TEXT PASSAGE
Re: Fwd: Re: Re: Harmonica range - and tremolo harp bending
- Subject: Re: Fwd: Re: Re: Harmonica range - and tremolo harp bending
- From: "Winslow Yerxa" <winslowyerxa@xxxxxxxxx>
- Date: Sun, 13 Jul 2003 17:16:51 -0000
- --- In harp-l-archives@xxxxxxxxxxxxxxx, Joe Mahan <joe.mahan@xxxx>
wrote:
I wrote:
>Since tremolo reeds are very thin and easily blown out, maybe it is a
>form of insurance.
And that was just an inaccurate paraphrase of the page I cited
>http://perso.wanadoo.fr/bruno.kowalczyk/anglais/faqgb.htm
which to be precise states:
"Most importantly, the reeds of a tremolo are smaller, softer, and
therefore more delicate than those of a blues harp. "
Winslow replied:
>Thin and easily blown out? How do you know this? have you measured
>them? I'd believe this coming from someone who had done so.

REQUIRED TASKS
(1) In the harmonica post, how does the cited page describe tremolo reeds compared with those of a blues harp?
(2) Return the passage of the harmonica post between "And that was" and "had done so.", inclusive.

MATERIAL PROVIDED
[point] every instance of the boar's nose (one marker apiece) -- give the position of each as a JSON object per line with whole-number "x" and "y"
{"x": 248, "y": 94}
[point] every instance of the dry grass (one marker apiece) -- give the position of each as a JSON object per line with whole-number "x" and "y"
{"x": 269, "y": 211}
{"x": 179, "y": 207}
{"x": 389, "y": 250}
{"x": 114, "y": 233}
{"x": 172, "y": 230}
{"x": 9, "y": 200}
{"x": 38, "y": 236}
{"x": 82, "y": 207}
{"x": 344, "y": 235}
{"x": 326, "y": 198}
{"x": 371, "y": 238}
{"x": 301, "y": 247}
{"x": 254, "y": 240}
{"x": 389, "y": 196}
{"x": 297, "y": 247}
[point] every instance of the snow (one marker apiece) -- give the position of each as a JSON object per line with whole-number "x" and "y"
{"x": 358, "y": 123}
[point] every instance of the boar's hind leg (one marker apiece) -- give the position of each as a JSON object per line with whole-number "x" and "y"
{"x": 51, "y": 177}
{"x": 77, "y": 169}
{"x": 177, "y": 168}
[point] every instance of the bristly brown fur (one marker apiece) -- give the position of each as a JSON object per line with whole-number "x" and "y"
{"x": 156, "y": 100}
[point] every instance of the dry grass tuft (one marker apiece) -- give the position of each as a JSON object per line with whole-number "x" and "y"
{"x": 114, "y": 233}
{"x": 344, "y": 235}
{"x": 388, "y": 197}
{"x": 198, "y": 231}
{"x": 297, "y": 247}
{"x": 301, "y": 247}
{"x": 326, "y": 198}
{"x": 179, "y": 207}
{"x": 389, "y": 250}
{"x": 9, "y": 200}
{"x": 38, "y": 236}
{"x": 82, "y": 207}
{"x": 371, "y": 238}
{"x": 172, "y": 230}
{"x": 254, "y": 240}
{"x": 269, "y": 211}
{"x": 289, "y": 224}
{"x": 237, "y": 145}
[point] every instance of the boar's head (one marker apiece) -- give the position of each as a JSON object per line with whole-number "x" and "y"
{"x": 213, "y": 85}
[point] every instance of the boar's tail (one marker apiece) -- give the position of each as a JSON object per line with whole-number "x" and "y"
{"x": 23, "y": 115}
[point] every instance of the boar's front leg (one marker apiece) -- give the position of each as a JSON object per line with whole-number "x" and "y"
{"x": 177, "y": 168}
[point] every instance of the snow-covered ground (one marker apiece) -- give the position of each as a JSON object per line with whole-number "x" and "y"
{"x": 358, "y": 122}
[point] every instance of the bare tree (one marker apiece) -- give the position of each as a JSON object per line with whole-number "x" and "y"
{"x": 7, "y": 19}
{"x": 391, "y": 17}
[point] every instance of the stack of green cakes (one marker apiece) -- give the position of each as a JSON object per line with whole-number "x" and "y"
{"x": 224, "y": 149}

EXERCISE RESULTS
(1) They are smaller, softer, and therefore more delicate.

(2)
And that was just an inaccurate paraphrase of the page I cited
>http://perso.wanadoo.fr/bruno.kowalczyk/anglais/faqgb.htm
which to be precise states:
"Most importantly, the reeds of a tremolo are smaller, softer, and
therefore more delicate than those of a blues harp. "
Winslow replied:
>Thin and easily blown out? How do you know this? have you measured
>them? I'd believe this coming from someone who had done so.